* [SHORT PROBLEM] Express each line of the material below as one string in a JSON list, leaving out blank lines.
════════════════
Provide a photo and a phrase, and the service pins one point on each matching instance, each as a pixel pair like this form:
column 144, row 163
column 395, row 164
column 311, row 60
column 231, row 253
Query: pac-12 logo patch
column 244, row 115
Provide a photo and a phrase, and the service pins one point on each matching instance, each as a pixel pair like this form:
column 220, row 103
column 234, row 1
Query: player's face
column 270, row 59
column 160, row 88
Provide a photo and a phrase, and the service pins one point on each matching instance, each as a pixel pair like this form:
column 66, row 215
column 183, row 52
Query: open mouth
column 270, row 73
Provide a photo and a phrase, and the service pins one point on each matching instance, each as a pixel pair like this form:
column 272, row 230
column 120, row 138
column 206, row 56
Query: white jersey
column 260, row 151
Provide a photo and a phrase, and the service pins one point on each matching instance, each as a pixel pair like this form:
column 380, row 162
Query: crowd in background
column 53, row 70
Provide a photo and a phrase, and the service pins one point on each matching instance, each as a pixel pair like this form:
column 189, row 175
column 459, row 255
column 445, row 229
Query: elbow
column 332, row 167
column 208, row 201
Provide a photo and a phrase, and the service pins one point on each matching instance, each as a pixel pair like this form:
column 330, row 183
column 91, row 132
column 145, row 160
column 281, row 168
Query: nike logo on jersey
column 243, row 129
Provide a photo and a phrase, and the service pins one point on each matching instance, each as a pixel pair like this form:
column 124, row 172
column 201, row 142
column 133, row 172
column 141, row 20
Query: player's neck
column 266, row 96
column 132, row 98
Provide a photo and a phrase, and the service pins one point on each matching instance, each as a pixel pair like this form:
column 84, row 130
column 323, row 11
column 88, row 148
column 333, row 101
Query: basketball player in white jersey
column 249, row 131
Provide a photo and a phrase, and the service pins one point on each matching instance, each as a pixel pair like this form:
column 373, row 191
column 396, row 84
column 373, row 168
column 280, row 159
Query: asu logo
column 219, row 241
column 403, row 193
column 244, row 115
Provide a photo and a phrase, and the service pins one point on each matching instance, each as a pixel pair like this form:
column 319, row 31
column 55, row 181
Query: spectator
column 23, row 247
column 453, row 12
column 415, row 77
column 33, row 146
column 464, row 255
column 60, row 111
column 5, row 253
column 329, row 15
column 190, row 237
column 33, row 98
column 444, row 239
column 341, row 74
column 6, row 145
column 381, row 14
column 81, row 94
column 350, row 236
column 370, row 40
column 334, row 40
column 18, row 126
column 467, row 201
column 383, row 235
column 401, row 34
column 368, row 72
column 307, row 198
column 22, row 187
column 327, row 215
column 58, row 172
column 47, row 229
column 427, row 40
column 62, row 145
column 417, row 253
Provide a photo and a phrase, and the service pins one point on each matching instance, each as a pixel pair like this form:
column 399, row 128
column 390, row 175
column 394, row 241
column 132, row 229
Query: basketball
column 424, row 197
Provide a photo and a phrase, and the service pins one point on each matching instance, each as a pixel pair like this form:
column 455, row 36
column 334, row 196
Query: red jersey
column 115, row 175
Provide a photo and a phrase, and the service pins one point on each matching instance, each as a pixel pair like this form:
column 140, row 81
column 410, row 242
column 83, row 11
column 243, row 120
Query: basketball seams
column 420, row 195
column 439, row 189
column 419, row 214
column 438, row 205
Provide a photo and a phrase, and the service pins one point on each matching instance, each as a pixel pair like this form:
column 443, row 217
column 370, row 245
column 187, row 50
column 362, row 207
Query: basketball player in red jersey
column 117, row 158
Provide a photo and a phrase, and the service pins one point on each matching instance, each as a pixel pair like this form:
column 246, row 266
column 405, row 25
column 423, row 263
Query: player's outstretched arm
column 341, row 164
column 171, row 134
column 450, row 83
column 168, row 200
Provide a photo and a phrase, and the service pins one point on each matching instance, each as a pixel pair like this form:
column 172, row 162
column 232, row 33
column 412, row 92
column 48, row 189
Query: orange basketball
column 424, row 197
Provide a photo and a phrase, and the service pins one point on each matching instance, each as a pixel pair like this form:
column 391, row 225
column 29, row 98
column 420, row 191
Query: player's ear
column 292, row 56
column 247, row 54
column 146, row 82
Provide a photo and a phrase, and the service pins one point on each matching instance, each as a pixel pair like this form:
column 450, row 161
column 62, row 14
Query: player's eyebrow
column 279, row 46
════════════════
* [CORRECT OUTPUT]
[
  "Provide a photo and a phrase, and the service pins one point on each matching instance, each as a pixel pair like this form:",
  "column 144, row 163",
  "column 395, row 164",
  "column 311, row 60",
  "column 231, row 253",
  "Query: pac-12 logo patch",
  "column 244, row 115",
  "Provide a photo and a phrase, and the service pins one point on each matching instance, each as a pixel pair like this form:",
  "column 220, row 103",
  "column 234, row 1",
  "Query: player's face",
  "column 270, row 59",
  "column 160, row 88",
  "Provide a photo and a phrase, and the service pins one point on each matching instance, each as a pixel pair like this form:",
  "column 66, row 215",
  "column 183, row 52",
  "Query: open mouth",
  "column 270, row 73",
  "Provide a photo and a phrase, and the service pins one point on each matching instance, each as a pixel pair like this form:",
  "column 272, row 230",
  "column 120, row 138",
  "column 206, row 56",
  "Query: white jersey",
  "column 260, row 151",
  "Provide a photo and a phrase, and the service pins one point on each matching instance, each as a pixel pair like this form:",
  "column 380, row 162",
  "Query: crowd in background",
  "column 53, row 70",
  "Provide a photo and a phrase, and the service pins one point on each matching instance, each as a pixel pair like this form:",
  "column 189, row 175",
  "column 459, row 255",
  "column 445, row 229",
  "Query: elbow",
  "column 332, row 167",
  "column 208, row 201",
  "Provide a photo and a phrase, and the service pins one point on each matching instance, each as a pixel pair like this form:",
  "column 330, row 183",
  "column 91, row 132",
  "column 145, row 160",
  "column 281, row 168",
  "Query: nike logo on jersey",
  "column 243, row 129",
  "Provide a photo and a phrase, and the service pins one point on each matching instance, each as a pixel pair like this form:",
  "column 124, row 172",
  "column 201, row 142",
  "column 133, row 172",
  "column 141, row 20",
  "Query: player's neck",
  "column 266, row 96",
  "column 132, row 98",
  "Provide a photo and a phrase, and the service pins one point on each matching instance, each as a pixel pair like this form:",
  "column 84, row 130",
  "column 323, row 11",
  "column 88, row 148",
  "column 333, row 101",
  "Query: basketball player in white jersey",
  "column 249, row 131",
  "Provide a photo and a phrase, and the service pins one point on each matching instance, each as a pixel pair like this form:",
  "column 373, row 191",
  "column 396, row 84",
  "column 373, row 168",
  "column 280, row 159",
  "Query: asu logo",
  "column 219, row 241",
  "column 403, row 193",
  "column 244, row 115",
  "Provide a photo and a phrase, and the service pins one point on each matching instance, each as a pixel pair like this form:",
  "column 319, row 31",
  "column 55, row 181",
  "Query: spectator",
  "column 23, row 247",
  "column 453, row 12",
  "column 415, row 77",
  "column 33, row 146",
  "column 464, row 255",
  "column 60, row 111",
  "column 5, row 253",
  "column 329, row 15",
  "column 190, row 237",
  "column 33, row 98",
  "column 444, row 239",
  "column 341, row 74",
  "column 6, row 145",
  "column 381, row 14",
  "column 81, row 94",
  "column 350, row 236",
  "column 370, row 40",
  "column 334, row 40",
  "column 18, row 126",
  "column 467, row 201",
  "column 383, row 235",
  "column 401, row 34",
  "column 368, row 72",
  "column 307, row 198",
  "column 22, row 187",
  "column 327, row 215",
  "column 58, row 172",
  "column 47, row 229",
  "column 427, row 40",
  "column 62, row 145",
  "column 417, row 253",
  "Provide a photo and a phrase, and the service pins one point on each matching instance, each as a pixel pair like this form:",
  "column 399, row 128",
  "column 390, row 175",
  "column 394, row 241",
  "column 132, row 229",
  "Query: basketball",
  "column 424, row 197",
  "Provide a photo and a phrase, and the service pins one point on each matching instance, each as a pixel pair like this form:",
  "column 455, row 36",
  "column 334, row 196",
  "Query: red jersey",
  "column 115, row 175",
  "Provide a photo and a phrase, and the service pins one point on each matching instance, each as a pixel pair like this form:",
  "column 140, row 81",
  "column 410, row 242",
  "column 83, row 11",
  "column 243, row 120",
  "Query: basketball seams",
  "column 420, row 195",
  "column 439, row 189",
  "column 419, row 214",
  "column 438, row 205",
  "Provide a photo and a phrase, and the service pins one point on each matching instance, each as a pixel pair like this form:",
  "column 443, row 217",
  "column 370, row 245",
  "column 187, row 50",
  "column 362, row 207",
  "Query: basketball player in red jersey",
  "column 117, row 158",
  "Provide a photo and a phrase, and the service pins one point on each matching instance, each as a pixel pair like this form:",
  "column 246, row 266",
  "column 405, row 25",
  "column 423, row 263",
  "Query: player's outstretched arm",
  "column 341, row 164",
  "column 171, row 134",
  "column 450, row 83",
  "column 168, row 200",
  "Provide a photo and a phrase, and the service pins one point on each matching instance, each as a pixel pair like this form:",
  "column 172, row 162",
  "column 232, row 33",
  "column 412, row 92",
  "column 48, row 189",
  "Query: orange basketball",
  "column 424, row 197",
  "Provide a photo and a phrase, and the service pins one point on each matching instance, each as a pixel pair like this form:",
  "column 391, row 225",
  "column 29, row 98",
  "column 420, row 191",
  "Query: player's ear",
  "column 292, row 56",
  "column 247, row 54",
  "column 146, row 82",
  "Provide a photo and a phrase, and the service pins one point on each matching instance, each as a pixel pair like this form:",
  "column 450, row 161",
  "column 62, row 14",
  "Query: player's eyebrow",
  "column 279, row 46"
]